董卓進洛陽後賈詡做了討虜校尉(校尉是低於將軍高於都尉的武職軍官,討虜是加在校尉前的名號),那時候他在董卓女婿牛輔的軍中。牛輔死後,他名義上是土兵,事實上已裹在李催等董卓的部將中,李催實際上成了賈詡的主子。
當李催等人想解散軍隊逃跑時,賈詡勸阻道:“聽說朝廷準備把你們涼州人全部殺了,若你們單身逃亡,一個亭長就可以捉拿你們。我看乾脆率兵殺向長安,勝利了便可控制朝政,失敗了再逃亡也不遲。”
後來事情的發展證明了賈詡的意見是對的,李催等人驅逐了呂布,殺了王允,一度控制了朝廷。賈詡不但救了李催等人,也救了自己,一則因為賈詡本來也是西涼人,二則當時他正在董卓部將的隊伍中,若當時李催等人解散部隊隻身逃亡,李催難免被捕而被處死,賈詡也會有身遭不測。
但李催併不是什麼有雄才大略的人,他之所以成功是因為對手一時失策。所以賁詡先後拒絕李催以皇帝名義賜予他的侯爵,只是做了尚書(尚書僕射或尚書令手下的官員)。李催等對他更是敬畏。之後,賈詡做了很多力所能及的輔佐漢獻帝、保護皇帝、匡濟時政與大臣的事。
漢獻帝建安元年(公元196年),漢獻帝被軍閥楊奉等威脅離開長安回洛陽,賈詡主動辭官,繳還自己的印綬,前去投靠軍閥段煨。段煨與賈詡同鄉,當時駐軍在華陰(今屬陝西)。段煨是混戰的軍閥中非常民主的一個,他注重農業,不幹剽掠百姓的事。漢獻帝東還洛陽時,他貢獻財物,以禮迎送,後來做到光祿大夫。但當時賈詡名望已高,段煨害怕賈詡奪取兵權,雖然對賈詡恭敬備至暗地裡對他非常戒備。賈詡見機而作,決定離開段煨以避禍。但他要走得值得,要走得光彩,要讓迎送雙方都滿意。

================================

## 輸出要求
把講賈詡的這段文字裡,從「後來事情的發展證明了賈詡的意」到「護皇帝、匡濟時政與大臣的事。」的部分一字不改地輸出。

## 資料清單

================================

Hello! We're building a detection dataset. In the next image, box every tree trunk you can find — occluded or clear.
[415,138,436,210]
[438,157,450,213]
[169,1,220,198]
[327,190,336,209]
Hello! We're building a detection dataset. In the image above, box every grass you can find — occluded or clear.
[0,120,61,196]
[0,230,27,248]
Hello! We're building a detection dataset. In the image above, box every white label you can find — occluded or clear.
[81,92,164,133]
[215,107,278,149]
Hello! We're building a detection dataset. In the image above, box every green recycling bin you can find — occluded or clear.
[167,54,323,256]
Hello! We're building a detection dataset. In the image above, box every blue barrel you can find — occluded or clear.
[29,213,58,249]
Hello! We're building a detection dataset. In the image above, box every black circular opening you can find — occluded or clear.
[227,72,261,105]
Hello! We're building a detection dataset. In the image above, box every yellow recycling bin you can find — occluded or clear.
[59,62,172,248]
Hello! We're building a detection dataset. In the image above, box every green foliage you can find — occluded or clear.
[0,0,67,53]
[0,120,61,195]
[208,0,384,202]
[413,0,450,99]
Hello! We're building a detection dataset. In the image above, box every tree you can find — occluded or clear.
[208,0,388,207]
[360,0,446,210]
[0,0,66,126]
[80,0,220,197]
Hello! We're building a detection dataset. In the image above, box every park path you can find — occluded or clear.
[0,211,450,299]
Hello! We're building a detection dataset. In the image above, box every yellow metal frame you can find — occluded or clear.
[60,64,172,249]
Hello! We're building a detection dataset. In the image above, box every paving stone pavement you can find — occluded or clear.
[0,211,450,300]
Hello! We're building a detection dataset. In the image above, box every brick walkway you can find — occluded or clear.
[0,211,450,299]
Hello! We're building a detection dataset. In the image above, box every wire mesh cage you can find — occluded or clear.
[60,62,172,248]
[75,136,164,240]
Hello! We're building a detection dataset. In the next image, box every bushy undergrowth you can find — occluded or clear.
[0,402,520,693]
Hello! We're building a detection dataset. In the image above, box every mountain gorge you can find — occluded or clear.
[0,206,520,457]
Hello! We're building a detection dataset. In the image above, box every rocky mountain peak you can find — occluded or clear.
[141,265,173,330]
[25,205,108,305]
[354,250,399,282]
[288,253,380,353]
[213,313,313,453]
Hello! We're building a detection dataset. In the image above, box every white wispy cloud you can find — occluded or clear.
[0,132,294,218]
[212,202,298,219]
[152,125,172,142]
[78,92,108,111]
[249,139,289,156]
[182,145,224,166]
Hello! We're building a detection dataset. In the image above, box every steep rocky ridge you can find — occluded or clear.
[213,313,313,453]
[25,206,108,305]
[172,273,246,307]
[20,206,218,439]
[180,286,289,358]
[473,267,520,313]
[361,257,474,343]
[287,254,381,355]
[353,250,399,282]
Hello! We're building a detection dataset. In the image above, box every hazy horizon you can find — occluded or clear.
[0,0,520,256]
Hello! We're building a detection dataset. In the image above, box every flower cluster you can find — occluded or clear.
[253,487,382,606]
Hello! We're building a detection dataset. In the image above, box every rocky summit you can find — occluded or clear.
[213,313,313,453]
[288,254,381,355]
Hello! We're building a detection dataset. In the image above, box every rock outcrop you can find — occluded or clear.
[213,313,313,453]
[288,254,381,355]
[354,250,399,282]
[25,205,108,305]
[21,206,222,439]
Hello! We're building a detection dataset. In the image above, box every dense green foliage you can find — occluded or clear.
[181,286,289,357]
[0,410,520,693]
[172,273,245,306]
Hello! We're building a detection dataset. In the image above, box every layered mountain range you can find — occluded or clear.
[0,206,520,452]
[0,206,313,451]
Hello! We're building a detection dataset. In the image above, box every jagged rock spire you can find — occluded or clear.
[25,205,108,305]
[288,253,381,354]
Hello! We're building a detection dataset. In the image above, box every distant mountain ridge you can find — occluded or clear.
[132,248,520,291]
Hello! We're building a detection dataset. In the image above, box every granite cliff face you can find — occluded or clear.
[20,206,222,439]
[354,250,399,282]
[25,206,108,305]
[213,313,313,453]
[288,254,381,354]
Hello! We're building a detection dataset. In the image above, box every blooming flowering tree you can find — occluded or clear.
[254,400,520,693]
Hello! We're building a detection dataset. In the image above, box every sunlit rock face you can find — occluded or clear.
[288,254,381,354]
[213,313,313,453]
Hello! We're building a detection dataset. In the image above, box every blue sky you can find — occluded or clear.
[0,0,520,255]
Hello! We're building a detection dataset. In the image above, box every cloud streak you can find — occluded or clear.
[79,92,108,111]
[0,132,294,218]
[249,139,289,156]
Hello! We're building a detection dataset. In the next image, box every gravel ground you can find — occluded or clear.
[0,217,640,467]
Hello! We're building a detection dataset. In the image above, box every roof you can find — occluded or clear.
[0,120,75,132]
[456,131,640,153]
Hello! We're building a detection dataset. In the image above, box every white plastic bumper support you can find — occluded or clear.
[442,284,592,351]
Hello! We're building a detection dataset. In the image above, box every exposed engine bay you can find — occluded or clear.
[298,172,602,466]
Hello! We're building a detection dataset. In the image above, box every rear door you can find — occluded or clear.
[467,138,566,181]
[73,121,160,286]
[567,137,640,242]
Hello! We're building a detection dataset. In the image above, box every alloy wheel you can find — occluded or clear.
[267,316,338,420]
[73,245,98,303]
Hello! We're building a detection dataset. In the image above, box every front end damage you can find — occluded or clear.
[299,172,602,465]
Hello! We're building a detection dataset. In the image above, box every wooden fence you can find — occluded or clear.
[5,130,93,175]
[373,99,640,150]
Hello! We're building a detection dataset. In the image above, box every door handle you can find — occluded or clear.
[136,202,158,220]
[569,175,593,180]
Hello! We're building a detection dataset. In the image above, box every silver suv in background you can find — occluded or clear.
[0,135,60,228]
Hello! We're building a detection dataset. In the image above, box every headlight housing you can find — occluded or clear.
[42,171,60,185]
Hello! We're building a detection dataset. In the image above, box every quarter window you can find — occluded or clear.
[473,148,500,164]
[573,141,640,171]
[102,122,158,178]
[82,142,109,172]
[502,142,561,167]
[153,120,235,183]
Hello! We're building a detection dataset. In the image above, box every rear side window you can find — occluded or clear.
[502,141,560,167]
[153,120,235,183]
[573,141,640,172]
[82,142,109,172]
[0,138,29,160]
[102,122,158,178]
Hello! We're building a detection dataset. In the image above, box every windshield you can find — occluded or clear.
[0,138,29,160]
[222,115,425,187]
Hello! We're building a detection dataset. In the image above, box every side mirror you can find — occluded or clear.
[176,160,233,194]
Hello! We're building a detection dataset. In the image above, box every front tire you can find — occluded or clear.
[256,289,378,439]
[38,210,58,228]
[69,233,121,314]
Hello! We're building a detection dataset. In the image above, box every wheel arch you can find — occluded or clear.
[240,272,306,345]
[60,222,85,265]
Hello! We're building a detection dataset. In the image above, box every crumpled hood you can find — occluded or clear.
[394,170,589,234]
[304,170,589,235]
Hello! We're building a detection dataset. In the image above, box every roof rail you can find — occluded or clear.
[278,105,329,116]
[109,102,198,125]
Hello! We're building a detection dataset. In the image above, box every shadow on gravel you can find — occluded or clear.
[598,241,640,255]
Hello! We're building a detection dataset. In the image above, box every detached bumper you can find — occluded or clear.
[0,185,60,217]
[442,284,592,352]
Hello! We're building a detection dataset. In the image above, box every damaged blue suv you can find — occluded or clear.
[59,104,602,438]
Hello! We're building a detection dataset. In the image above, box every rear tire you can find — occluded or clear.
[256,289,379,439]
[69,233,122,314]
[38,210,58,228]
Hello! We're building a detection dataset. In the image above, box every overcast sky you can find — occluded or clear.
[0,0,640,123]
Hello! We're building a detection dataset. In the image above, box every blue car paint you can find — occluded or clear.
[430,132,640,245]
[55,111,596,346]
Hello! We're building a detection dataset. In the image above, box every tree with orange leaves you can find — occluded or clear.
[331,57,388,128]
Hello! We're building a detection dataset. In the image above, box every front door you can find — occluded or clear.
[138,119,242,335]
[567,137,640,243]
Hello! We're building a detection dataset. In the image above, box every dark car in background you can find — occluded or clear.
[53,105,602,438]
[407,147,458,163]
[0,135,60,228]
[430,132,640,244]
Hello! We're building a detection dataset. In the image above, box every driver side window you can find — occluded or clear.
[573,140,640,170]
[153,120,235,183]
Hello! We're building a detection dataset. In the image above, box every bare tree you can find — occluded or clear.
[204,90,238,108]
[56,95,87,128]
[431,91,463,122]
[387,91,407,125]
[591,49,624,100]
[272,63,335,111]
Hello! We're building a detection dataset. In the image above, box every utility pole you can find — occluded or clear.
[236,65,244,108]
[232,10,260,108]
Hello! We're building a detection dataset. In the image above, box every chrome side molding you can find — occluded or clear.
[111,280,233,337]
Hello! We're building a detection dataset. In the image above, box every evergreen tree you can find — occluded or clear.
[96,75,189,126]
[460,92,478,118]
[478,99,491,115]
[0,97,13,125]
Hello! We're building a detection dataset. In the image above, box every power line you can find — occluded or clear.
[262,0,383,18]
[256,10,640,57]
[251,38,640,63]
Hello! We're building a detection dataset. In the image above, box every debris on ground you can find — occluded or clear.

================================

## 書面回答
後來事情的發展證明了賈詡的意見是對的,李催等人驅逐了呂布,殺了王允,一度控制了朝廷。賈詡不但救了李催等人,也救了自己,一則因為賈詡本來也是西涼人,二則當時他正在董卓部將的隊伍中,若當時李催等人解散部隊隻身逃亡,李催難免被捕而被處死,賈詡也會有身遭不測。
但李催併不是什麼有雄才大略的人,他之所以成功是因為對手一時失策。所以賁詡先後拒絕李催以皇帝名義賜予他的侯爵,只是做了尚書(尚書僕射或尚書令手下的官員)。李催等對他更是敬畏。之後,賈詡做了很多力所能及的輔佐漢獻帝、保護皇帝、匡濟時政與大臣的事。